PASSAGE TEXTUEL |
########

Le 29 mars 1947 est pourtant la lutte des patriotes malgaches contre l’envahisseur colonialiste français. Sauf, que Ratsiraka s’est bien gardé qu’on sache que son père Albert Ratsiraka était un membre actif du PADESM qui a collaboré avec l’administration coloniale pour mater les rebelles et les partisans MDRM en 1947-1948.

Il voulait que son parti fraichement créé en mars 1976, l’AREMA, fut le parti unique de la Révolution Socialiste de Madagascar. Mais se heurta à une vive opposition les grands partis déjà bien implantés tant sur le plan idéologique que structure comme:

  • L’AKFM qui se définissait comme héritier direct du MDRM, dont le leader le Pasteur Richard Andriamanjato est un interlocuteur privilégié du Parti Communiste de l’URSS
  • Le MONIMA de Monja Jaona, figure emblématique du patriotisme malgache, disciple de Joseph Raseta le fondateur du MDRM
  • Le MFM, de Manandafy Rakotonirina, disciple de Monja Jaona et l’un des principaux acteurs de la révolution de 1972 qui a renversé TSIRANANA.

########

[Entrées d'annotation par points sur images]

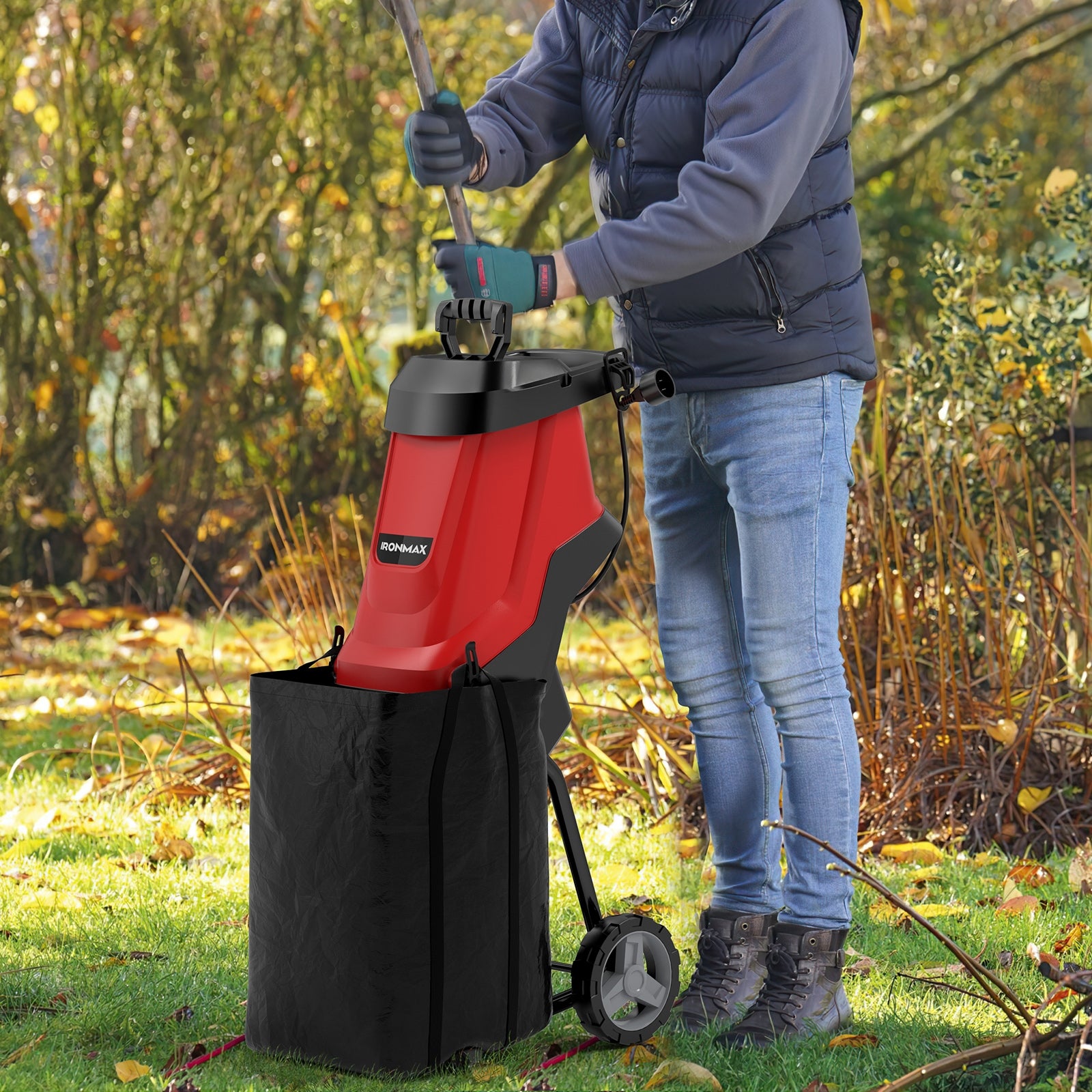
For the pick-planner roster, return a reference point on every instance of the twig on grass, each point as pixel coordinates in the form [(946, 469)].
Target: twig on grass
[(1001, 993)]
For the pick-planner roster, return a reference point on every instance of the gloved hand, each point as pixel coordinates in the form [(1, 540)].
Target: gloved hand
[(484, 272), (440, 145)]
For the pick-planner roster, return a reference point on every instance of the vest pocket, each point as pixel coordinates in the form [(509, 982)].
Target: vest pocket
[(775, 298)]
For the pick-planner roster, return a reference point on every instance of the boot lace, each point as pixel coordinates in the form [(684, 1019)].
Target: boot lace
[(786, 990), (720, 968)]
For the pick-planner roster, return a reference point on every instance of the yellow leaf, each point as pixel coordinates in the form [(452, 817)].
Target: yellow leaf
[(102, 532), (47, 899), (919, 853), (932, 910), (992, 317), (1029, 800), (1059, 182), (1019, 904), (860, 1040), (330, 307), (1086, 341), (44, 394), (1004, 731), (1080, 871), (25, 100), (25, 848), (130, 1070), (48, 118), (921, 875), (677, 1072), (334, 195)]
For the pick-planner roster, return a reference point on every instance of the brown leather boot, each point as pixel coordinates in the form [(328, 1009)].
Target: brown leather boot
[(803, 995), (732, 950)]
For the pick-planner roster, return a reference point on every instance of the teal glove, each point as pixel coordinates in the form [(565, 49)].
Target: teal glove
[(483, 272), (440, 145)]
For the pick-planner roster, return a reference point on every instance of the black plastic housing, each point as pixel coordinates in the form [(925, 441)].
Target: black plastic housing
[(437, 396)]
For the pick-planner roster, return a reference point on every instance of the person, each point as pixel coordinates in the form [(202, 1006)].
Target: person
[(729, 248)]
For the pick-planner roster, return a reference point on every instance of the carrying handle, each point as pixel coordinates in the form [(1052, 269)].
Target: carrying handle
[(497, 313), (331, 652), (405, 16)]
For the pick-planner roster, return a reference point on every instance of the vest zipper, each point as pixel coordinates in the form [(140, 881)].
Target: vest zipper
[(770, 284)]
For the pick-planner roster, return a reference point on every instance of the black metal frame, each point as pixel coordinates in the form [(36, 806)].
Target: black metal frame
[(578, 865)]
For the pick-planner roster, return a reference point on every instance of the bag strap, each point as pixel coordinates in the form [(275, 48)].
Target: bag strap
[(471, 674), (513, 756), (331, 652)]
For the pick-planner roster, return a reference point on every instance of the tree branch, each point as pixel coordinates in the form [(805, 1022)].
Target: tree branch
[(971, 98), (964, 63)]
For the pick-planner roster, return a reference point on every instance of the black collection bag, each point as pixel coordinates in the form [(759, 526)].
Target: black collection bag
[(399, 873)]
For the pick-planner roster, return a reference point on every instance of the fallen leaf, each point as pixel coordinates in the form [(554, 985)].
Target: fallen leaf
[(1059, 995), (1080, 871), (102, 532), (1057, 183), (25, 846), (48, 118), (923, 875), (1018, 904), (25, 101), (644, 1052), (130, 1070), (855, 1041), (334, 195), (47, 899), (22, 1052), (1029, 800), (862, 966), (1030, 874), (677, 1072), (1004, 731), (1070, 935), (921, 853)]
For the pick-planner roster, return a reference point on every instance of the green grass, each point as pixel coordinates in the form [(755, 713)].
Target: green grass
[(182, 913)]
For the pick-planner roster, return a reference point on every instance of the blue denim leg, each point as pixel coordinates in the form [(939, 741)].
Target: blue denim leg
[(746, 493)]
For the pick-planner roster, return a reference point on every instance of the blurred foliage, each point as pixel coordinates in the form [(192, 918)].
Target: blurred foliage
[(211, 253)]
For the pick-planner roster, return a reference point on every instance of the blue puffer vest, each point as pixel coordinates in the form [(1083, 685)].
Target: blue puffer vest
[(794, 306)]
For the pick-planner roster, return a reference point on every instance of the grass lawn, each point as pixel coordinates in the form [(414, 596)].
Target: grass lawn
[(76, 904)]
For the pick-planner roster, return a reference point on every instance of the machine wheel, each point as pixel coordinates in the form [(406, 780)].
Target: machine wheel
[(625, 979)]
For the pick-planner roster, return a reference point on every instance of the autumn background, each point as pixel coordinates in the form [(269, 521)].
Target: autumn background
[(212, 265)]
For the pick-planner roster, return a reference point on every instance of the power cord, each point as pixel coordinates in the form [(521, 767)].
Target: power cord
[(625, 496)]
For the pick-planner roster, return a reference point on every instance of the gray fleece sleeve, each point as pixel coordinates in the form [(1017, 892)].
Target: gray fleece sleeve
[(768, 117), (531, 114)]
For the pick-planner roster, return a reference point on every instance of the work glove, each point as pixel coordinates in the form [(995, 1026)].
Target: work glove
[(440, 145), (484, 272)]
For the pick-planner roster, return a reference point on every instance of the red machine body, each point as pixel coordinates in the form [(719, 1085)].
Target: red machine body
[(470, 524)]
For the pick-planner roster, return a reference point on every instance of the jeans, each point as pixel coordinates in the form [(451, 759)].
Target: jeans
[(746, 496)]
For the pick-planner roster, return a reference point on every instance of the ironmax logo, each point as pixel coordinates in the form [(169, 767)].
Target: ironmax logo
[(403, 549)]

########

OBJECTIF VISÉ |
Rédigez la suite du passage sur l'opposition des partis malgaches au parti unique voulu par Ratsiraka, à partir de sa dernière phrase.

RÉPONSE ATTENDUE |
Faute de mieux, Ratsiraka imposa alors la création du Front National de la Défense de la Révolution (FNDR). Il exigea que seuls les partis qui y adhèrent ont le droit de faire de la politique à Madagascar. Il avait aussi regroupé au sein du Conseil suprême de la révolution (CSR) tous les leaders des partis politiques affiliés au FNDR avec ses courtisans. On y retrouva alors sans surprise les Andriamanjato Richard, Ratsifehera Arsène, Manandafy Rakotonirina, Monja Jaona, Razanabahiny Marojama, Rakotovao Razakaboana …

Pour compléter son profil il lui fallait une image digne des grands révolutionnaires. Ses zélateurs lui façonnèrent alors des qualités de toutes sortes, qui relèvent plus de l’imaginaire que du réel.

De l’officier de marine à l’homme d’état

On ne sait pas grand-chose concernant les véritables performances de ce nébuleux officier de marine. Beaucoup de rumeurs circulaient concernant son soi-disant QI hors du commun, sa prétendue intelligence spectaculaire et toutes sortes de choses.  Ceux-ci sont probablement plus de la flatterie de la part de ses courtisans ou des zélateurs.

L’histoire retiendra son arrivée au pouvoir grâce à la complicité du directoire militaire dirigé par le général Gilles Andriamahazo.

Le général Gabriel Ramanantsoa n’arrivant pas à résoudre la crise politique de janvier-février 1975 se résolut à démissionner. Pour sa succession, il hésitait entre ses deux de ses ministres de l’époque: Didier Ratsiraka, le ministre des Affaires étrangères et Richard Ratsimandrava, le ministre de l’Intérieur, le père du fokonolona. Beaucoup croyaient que son choix s’était déjà fixé sur Ratsiraka.

Mais pour des raisons inconnues, il décida de nommer Ratsimandrava, le 5 février 1975. La suite on la connait. Ratsiraka ne figurait pas le gouvernement de Ratsimandrava. Ce dernier connut une fin dramatique, victime d’un attentat le soir du 11 février 1975.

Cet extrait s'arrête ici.